Work item. A word-for-word copy of the data, pictures excluded, is what this task asks for.

---------- Records provided

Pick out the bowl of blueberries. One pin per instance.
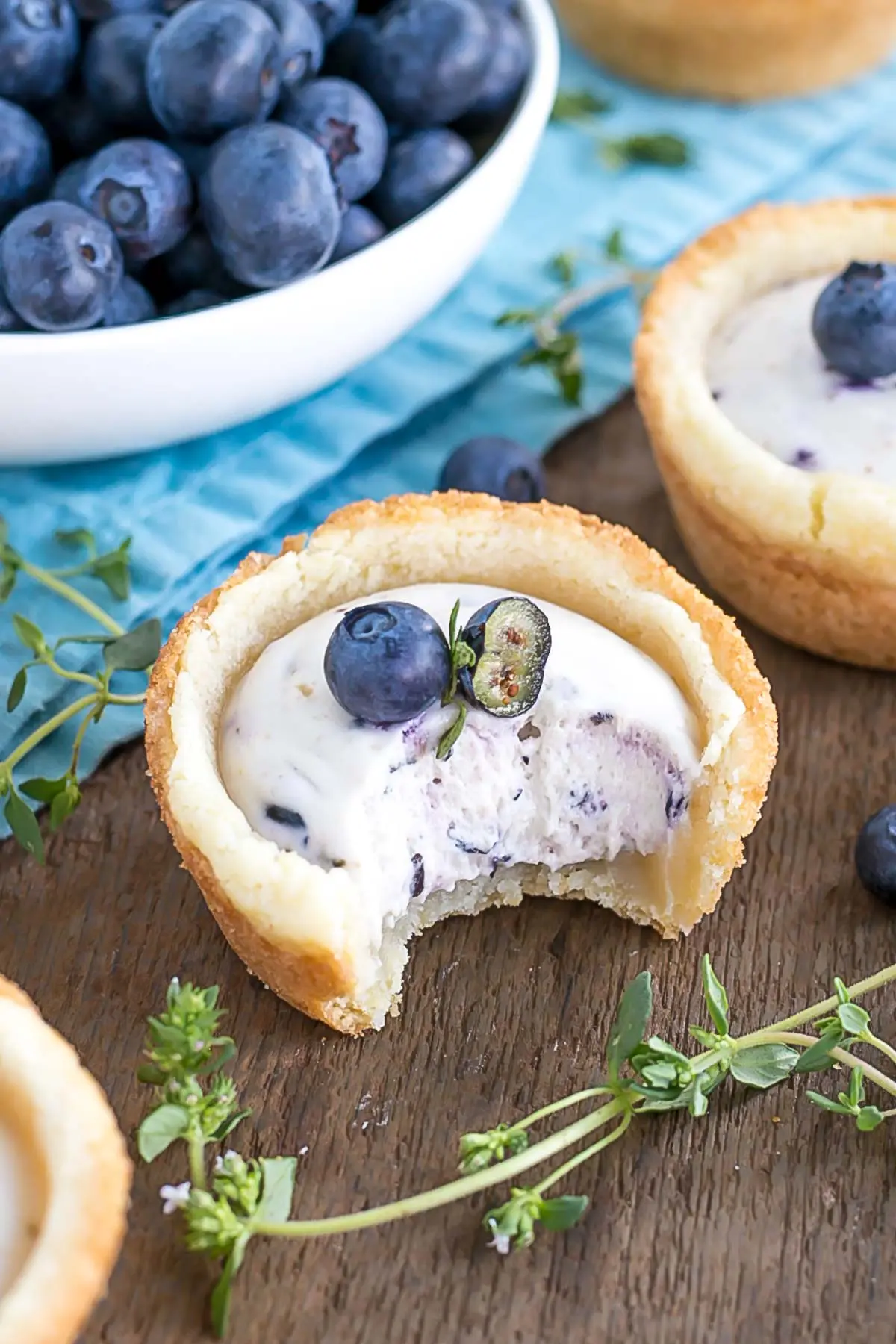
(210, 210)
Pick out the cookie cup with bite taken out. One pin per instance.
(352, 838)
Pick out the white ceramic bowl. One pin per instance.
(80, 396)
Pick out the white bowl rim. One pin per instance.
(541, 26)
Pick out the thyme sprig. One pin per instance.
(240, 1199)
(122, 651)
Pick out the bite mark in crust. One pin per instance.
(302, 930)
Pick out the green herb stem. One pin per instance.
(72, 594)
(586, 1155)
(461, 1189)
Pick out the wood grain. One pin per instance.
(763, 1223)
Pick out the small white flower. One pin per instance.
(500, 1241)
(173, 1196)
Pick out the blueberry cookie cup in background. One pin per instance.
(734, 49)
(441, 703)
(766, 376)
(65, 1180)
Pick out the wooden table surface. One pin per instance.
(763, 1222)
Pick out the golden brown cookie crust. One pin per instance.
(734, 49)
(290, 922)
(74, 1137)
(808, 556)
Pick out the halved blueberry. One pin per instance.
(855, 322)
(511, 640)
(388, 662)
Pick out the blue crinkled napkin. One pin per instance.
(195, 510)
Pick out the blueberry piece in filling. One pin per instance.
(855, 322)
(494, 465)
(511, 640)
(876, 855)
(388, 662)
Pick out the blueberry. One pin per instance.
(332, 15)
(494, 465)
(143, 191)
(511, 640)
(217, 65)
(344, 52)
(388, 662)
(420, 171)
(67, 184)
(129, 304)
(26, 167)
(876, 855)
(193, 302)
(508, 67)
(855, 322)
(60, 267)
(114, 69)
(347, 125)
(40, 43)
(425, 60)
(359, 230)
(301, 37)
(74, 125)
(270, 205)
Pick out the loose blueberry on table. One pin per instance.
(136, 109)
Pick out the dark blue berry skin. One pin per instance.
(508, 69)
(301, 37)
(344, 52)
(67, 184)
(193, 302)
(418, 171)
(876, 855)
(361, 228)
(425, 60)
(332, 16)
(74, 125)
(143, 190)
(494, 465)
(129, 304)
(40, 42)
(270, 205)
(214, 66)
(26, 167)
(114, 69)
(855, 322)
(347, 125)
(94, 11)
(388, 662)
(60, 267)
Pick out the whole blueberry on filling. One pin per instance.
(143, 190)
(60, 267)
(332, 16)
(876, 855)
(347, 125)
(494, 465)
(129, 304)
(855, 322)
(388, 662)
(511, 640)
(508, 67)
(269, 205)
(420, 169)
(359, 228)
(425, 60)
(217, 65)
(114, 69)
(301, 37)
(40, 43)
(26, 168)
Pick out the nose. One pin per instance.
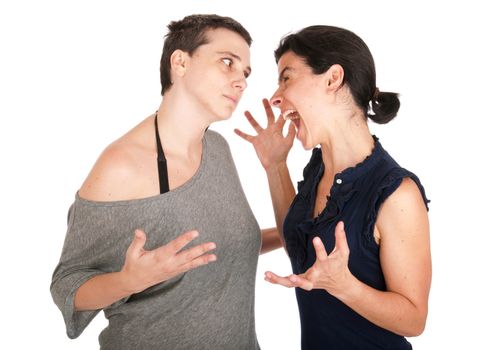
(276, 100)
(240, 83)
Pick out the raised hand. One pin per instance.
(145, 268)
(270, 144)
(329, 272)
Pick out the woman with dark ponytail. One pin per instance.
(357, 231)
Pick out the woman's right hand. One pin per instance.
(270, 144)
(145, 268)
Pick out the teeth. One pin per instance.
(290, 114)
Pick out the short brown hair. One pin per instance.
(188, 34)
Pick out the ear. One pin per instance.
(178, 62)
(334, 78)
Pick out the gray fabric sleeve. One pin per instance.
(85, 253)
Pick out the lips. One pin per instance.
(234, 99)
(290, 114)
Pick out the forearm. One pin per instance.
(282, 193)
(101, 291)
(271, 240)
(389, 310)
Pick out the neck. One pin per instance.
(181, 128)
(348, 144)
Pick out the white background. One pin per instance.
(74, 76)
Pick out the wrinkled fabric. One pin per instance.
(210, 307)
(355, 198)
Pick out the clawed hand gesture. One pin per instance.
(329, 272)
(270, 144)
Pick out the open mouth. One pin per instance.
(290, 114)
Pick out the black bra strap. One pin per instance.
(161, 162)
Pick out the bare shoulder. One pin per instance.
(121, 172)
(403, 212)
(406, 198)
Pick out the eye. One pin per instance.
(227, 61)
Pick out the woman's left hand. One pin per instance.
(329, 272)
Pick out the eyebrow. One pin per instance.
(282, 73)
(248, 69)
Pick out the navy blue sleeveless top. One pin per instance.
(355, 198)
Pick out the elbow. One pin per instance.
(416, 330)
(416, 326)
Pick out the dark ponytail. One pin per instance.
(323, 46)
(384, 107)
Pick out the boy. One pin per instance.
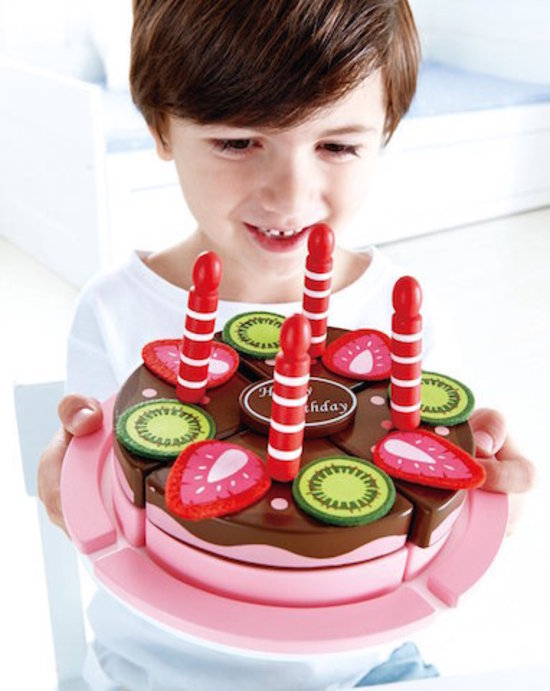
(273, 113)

--------------------

Solution for this problem.
Pick out the bowl of blueberries. One pin per instance.
(210, 210)
Pick out the cookie cup with bite taken out. One pin per instance.
(352, 838)
Pick out the white ceramic bowl. One pin per instance.
(80, 396)
Pick out the white bowl rim. One pin per instance.
(541, 26)
Pick out the thyme sprig. One pin per instance.
(240, 1199)
(122, 651)
Pick out the bite mark in crust. One pin per instance.
(302, 930)
Pick out the green herb stem. One pin per instance.
(72, 594)
(586, 1155)
(461, 1189)
Pick out the wood grain. One pin per instance.
(763, 1223)
Pick out the small white flower. One pin per instance.
(500, 1241)
(173, 1196)
Pick out the blueberry cookie cup in background. One pin per instance.
(734, 49)
(441, 703)
(766, 376)
(65, 1180)
Pick out the wooden table surface. One pin per instance.
(763, 1222)
Pick out the golden brown cookie crust. One pin per instance.
(734, 49)
(290, 922)
(74, 1137)
(808, 556)
Pick out the halved blueberry. One pin per instance.
(855, 322)
(511, 640)
(388, 662)
Pick out the blue crinkled napkin. One pin per instance.
(195, 510)
Pick out the blueberry piece in filling. One pin per instance.
(855, 322)
(494, 465)
(511, 640)
(876, 855)
(388, 662)
Pick out the blueberry. One pin per instance.
(332, 15)
(494, 465)
(143, 191)
(511, 640)
(217, 65)
(344, 52)
(388, 662)
(420, 171)
(67, 184)
(129, 304)
(26, 167)
(876, 855)
(193, 302)
(508, 67)
(855, 322)
(60, 267)
(114, 69)
(347, 125)
(40, 43)
(425, 60)
(359, 230)
(301, 37)
(74, 125)
(270, 205)
Pick out the loose blueberry on table. One pin per instance.
(136, 109)
Pick out the dark blue berry skin. One pin per instance.
(508, 69)
(301, 37)
(344, 52)
(67, 184)
(193, 302)
(418, 171)
(876, 855)
(361, 228)
(425, 60)
(332, 16)
(74, 125)
(143, 190)
(494, 465)
(129, 304)
(40, 42)
(270, 205)
(214, 66)
(26, 167)
(114, 69)
(855, 322)
(347, 125)
(94, 11)
(388, 662)
(60, 267)
Pick out the whole blueberry on filling. One pin per instance.
(143, 190)
(60, 267)
(332, 16)
(876, 855)
(347, 125)
(494, 465)
(129, 304)
(855, 322)
(388, 662)
(511, 640)
(508, 67)
(269, 205)
(420, 169)
(359, 228)
(425, 60)
(217, 65)
(114, 69)
(301, 37)
(40, 43)
(26, 168)
Pick out the nose. One pin per instance.
(276, 100)
(240, 83)
Pick out the raised hand. One pin per instance.
(145, 268)
(270, 144)
(329, 272)
Pick out the woman with dark ponytail. One pin per instance.
(357, 231)
Pick out the woman's right hand. One pin per instance.
(270, 144)
(145, 268)
Pick out the teeth. One pin per instance.
(290, 114)
Pick out the short brown hair. One pin per instance.
(188, 34)
Pick out the ear. One pin per instance.
(178, 62)
(334, 78)
Pick out the gray fabric sleeve. One pin per instance.
(85, 253)
Pick out the lips. One pin per instance.
(234, 99)
(290, 114)
Pick out the forearm. One pin per instance.
(282, 193)
(101, 291)
(271, 240)
(389, 310)
Pick out the neck. One pin per instance.
(181, 128)
(348, 144)
Pick out the white background. One pin per instance.
(74, 76)
Pick out the wrinkled fabric. One pin per instance.
(210, 307)
(355, 198)
Pick out the clawed hand gesture. One pin per instance.
(329, 272)
(270, 144)
Pick out the open mouth. One pin per instance.
(290, 114)
Pick out the black bra strap. One pin per instance.
(161, 162)
Pick out the bare shoulder. One pin per instance.
(121, 172)
(403, 212)
(406, 198)
Pick out the eye. One pin per instance.
(227, 61)
Pick out the woman's left hand. One pin per instance.
(329, 272)
Pick out the eyebrow. One pin per instance.
(282, 73)
(248, 69)
Pick out the navy blue sleeveless top. One pin per instance.
(355, 198)
Pick out the elbow. One pin per instance.
(416, 330)
(416, 326)
Pick out the dark ponytail. One pin per instance.
(323, 46)
(384, 107)
Pick out the boy. One pin per instance.
(273, 113)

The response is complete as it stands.